▶ _SHORT EXERCISE_:
Set out every row below as a numbered list, leaving out blank lines.
***** RAW RECORDS
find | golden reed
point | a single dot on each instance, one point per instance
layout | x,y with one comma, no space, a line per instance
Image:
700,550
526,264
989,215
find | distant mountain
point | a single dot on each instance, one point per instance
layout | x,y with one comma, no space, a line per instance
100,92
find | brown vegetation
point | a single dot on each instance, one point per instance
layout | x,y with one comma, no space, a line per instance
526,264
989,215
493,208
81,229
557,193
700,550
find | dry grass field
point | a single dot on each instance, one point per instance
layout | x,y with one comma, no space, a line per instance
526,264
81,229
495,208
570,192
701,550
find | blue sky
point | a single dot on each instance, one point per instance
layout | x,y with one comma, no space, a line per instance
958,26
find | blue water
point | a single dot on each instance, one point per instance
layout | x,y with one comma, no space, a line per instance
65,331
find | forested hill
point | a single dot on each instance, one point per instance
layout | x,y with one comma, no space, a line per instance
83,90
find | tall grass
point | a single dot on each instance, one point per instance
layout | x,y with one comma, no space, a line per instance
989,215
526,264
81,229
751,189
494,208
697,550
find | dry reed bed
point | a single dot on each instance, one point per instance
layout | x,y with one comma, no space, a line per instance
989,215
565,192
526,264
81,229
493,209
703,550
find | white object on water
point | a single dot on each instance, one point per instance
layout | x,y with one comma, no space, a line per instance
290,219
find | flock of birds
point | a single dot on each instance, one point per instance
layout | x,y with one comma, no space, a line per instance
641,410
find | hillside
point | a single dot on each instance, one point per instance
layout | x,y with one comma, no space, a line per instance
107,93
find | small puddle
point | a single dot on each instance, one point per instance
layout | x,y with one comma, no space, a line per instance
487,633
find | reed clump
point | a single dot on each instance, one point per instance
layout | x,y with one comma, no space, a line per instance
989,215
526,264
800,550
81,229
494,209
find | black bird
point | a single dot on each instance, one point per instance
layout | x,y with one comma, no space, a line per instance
**********
▶ _WRITTEN RESPONSE_:
1. find | golden reed
2. point | a single dot on each instance, one point per instance
3. layout | x,y with one comma, no space, a line per instance
4. Image:
5. 700,550
6. 526,264
7. 989,215
8. find | distant mountain
9. point | a single dot on each instance, one point per instance
10. layout | x,y with one comma, no space, a line per instance
11. 100,92
12. find | brown vegetation
13. point | a single dot on each instance, one point per instance
14. layout | x,y with one comma, no space, a line per instance
15. 526,264
16. 989,215
17. 493,208
18. 81,229
19. 557,193
20. 700,550
21. find | dry grass field
22. point | a single dot on each instance, one point per instance
23. layout | x,y with one comma, no space, a line per instance
24. 526,264
25. 81,229
26. 495,208
27. 570,192
28. 701,550
29. find | blue sky
30. point | a single dot on each instance, one point per instance
31. layout | x,y with one comma, no space, a line per instance
32. 958,26
33. find | blue water
34. point | a single dot on each instance, one point per instance
35. layout | x,y with one comma, no space, a line per instance
36. 65,331
37. find | forested hill
38. point | a single dot on each instance, one point per instance
39. layout | x,y with one comma, no space, a line per instance
40. 83,90
41. find | tall grass
42. point | a single dot on each instance, one point per instance
43. layout | x,y with one comma, no space, a line per instance
44. 989,215
45. 526,264
46. 81,229
47. 751,189
48. 494,208
49. 697,550
50. find | dry reed bed
51. point | a single dot on each instance, one point per instance
52. layout | x,y with one comma, no space, a line per instance
53. 989,215
54. 565,192
55. 526,264
56. 81,229
57. 493,209
58. 703,550
59. find | white object on water
60. point | a single dot on each instance, one point per instance
61. layout | x,y with one comma, no space, a line per instance
62. 290,219
63. find | flock of birds
64. point | a single dot on each instance, one point per instance
65. layout | x,y with one comma, no space, a line per instance
66. 641,410
67. find | hillside
68. point | a single dot on each instance, one point per instance
69. layout | x,y with one comma, no space, a line per instance
70. 107,93
71. find | small puddle
72. point | a single dot on each instance, one point per instance
73. layout | x,y with one comma, no space, a line per instance
74. 487,633
75. find | reed clump
76. point | a single dot on each instance, one point per instance
77. layout | x,y with one comma, no space, a line per instance
78. 989,215
79. 526,264
80. 800,550
81. 81,229
82. 494,209
83. find | black bird
84. point | a single dot on each instance, one point per instance
85. layout | x,y with one comma, no space, a line per instance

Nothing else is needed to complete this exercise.